┌─ Texto dado
Ojalá esa dolorosa experiencia nacional se tradujera en un presidente que haga reflexión política y rectifique su estilo confrontativo. El Salvador necesita un estadista que comprenda la necesidad de unidad en momentos tan críticos. Hay conocimiento, inteligencia, vocación de servicio fuera de las paredes de casa presidencial y del círculo de confianza del mandatario; liderazgo es también generar espacios de conversación y escuchar ideas ajenas para afrontar la pandemia.
No ayuda que Bukele esté, siga, siempre, en campaña. La vulgaridad de enviar a los damnificados por la crisis miles de paquetes con alimentos en bolsas que llevan el nombre de su esposa, Gabriela de Bukele, lo confirma. Sigue además obsesionado por mantener la imagen del hombre fuerte que lo decide todo, que lo controla todo, que lo sabe todo. Ante un desafío global como el que enfrentamos, nadie debería esperar o desear eso de un presidente, sino que tenga la capacidad de rodearse de personas expertos en cada materia y nos haga saber que sus decisiones son tomadas a partir de diagnósticos de especialistas (la ausencia y posterior destitución, sin explicación alguna, de la ministra de Salud es todo lo contrario a lo que la población merece). Pero en estos momentos no sabemos quiénes son esos expertos, como falta conocer más detalles del diagnóstico y la estrategia sobre la que trabajan.
└─
┌─ Entradas proporcionadas
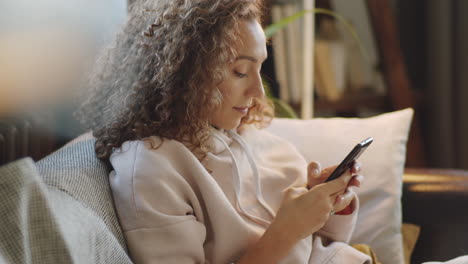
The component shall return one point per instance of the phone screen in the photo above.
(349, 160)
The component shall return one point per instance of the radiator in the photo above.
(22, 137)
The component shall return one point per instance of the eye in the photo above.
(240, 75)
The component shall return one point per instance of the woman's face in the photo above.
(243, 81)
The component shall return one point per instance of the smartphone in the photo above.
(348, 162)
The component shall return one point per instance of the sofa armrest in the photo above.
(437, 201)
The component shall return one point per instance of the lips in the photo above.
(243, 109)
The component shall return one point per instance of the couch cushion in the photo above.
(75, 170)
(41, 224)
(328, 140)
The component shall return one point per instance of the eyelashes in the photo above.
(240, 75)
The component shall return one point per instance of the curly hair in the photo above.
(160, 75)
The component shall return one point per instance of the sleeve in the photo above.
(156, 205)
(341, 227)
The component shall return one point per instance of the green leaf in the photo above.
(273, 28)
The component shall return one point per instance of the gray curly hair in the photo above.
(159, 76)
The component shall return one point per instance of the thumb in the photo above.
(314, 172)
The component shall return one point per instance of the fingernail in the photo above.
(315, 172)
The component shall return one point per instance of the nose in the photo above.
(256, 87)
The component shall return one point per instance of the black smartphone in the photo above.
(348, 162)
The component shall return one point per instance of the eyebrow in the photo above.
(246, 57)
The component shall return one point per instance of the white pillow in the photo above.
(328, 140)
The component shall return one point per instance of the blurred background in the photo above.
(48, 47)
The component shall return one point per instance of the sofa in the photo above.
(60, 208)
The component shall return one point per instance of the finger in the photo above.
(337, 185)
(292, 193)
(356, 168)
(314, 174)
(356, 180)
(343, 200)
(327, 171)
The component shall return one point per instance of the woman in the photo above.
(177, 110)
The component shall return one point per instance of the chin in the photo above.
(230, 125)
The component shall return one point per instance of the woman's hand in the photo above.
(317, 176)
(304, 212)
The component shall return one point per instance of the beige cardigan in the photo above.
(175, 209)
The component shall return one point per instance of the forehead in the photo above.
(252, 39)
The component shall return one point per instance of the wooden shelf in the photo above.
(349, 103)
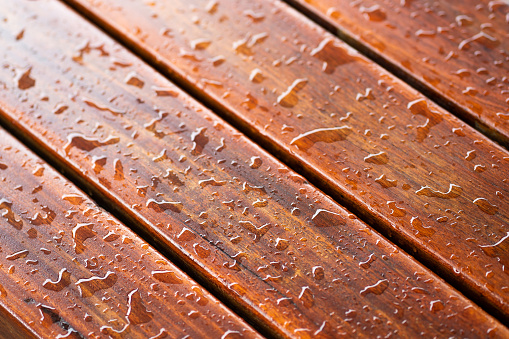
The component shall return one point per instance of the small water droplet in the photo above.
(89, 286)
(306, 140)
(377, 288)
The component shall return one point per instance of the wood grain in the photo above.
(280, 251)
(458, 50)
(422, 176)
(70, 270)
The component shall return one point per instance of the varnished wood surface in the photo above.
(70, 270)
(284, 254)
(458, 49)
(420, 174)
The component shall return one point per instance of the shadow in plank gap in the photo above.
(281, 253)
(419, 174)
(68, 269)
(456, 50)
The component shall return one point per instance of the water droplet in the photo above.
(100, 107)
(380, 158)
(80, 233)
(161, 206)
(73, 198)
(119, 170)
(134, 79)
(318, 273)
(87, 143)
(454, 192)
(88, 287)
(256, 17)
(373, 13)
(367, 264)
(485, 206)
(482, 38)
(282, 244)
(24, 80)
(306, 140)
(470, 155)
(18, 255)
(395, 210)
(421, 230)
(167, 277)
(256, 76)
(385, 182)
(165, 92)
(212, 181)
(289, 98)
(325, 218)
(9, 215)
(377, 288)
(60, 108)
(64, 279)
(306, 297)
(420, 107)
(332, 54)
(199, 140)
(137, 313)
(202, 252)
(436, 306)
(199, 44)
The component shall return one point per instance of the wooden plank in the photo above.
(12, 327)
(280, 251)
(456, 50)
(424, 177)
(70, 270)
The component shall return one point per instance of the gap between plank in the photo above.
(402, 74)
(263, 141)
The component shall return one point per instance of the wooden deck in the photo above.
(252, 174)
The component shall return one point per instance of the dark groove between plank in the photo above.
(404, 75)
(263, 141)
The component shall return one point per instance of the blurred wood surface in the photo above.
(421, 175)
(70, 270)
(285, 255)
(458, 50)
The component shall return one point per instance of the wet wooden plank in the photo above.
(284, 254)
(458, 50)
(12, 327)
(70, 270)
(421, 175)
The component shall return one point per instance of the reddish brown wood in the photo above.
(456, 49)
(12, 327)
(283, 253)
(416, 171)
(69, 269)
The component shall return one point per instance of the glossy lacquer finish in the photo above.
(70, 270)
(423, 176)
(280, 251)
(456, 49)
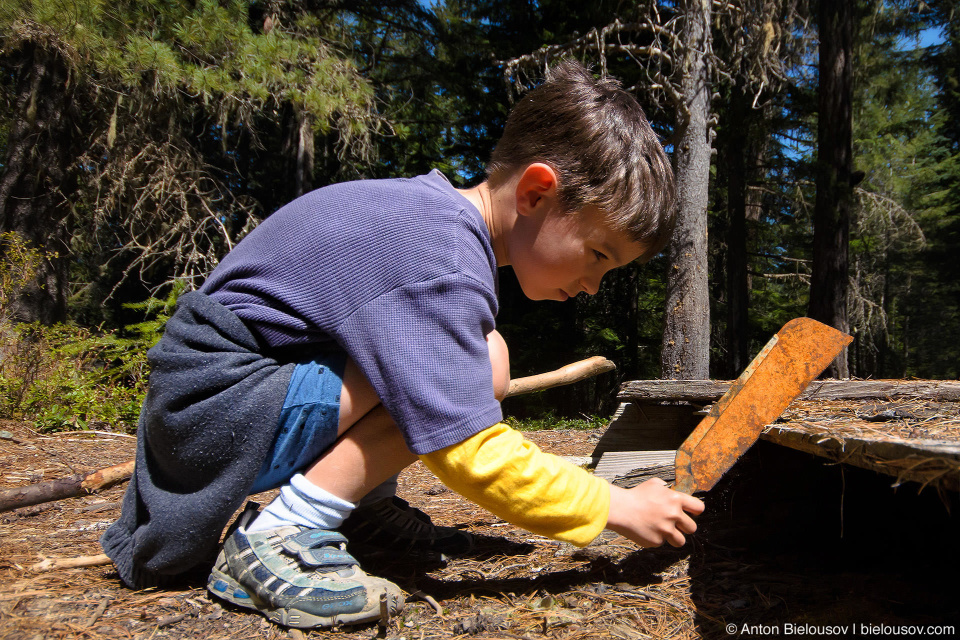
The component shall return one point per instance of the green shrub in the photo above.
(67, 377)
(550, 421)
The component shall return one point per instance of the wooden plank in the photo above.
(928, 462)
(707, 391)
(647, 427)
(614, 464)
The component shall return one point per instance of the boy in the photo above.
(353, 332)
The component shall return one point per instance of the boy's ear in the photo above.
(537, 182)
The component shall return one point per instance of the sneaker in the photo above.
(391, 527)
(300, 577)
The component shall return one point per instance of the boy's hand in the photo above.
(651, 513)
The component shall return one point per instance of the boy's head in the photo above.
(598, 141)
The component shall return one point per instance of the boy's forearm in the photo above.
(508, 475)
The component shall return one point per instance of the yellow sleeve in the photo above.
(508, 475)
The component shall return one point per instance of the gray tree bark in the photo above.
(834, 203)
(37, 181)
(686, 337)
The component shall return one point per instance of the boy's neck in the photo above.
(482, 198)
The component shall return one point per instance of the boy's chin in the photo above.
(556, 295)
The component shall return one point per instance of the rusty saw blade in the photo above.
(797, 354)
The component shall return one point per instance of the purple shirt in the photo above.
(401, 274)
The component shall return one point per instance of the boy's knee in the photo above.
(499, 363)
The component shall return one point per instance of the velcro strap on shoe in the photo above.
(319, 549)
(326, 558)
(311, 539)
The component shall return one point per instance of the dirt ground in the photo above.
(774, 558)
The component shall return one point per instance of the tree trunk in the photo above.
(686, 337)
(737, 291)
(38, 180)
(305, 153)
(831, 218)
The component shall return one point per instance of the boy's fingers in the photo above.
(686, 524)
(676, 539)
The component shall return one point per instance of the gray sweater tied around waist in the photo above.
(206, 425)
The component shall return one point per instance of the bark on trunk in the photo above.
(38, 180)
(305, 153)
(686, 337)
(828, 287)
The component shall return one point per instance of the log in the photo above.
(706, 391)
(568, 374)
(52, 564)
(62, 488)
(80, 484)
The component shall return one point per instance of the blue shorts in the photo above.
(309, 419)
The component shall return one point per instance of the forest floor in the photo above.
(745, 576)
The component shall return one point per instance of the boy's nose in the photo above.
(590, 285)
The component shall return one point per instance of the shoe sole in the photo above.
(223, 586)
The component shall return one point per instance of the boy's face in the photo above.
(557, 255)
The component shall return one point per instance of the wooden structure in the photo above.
└─
== Instrucciones de la tarea ==
Copia del texto sobre Bukele y la pandemia el fragmento comprendido entre "Ojalá esa dolorosa" y "afrontar la pandemia.", ambos incluidos.

== Resultado del ejercicio ==
Ojalá esa dolorosa experiencia nacional se tradujera en un presidente que haga reflexión política y rectifique su estilo confrontativo. El Salvador necesita un estadista que comprenda la necesidad de unidad en momentos tan críticos. Hay conocimiento, inteligencia, vocación de servicio fuera de las paredes de casa presidencial y del círculo de confianza del mandatario; liderazgo es también generar espacios de conversación y escuchar ideas ajenas para afrontar la pandemia.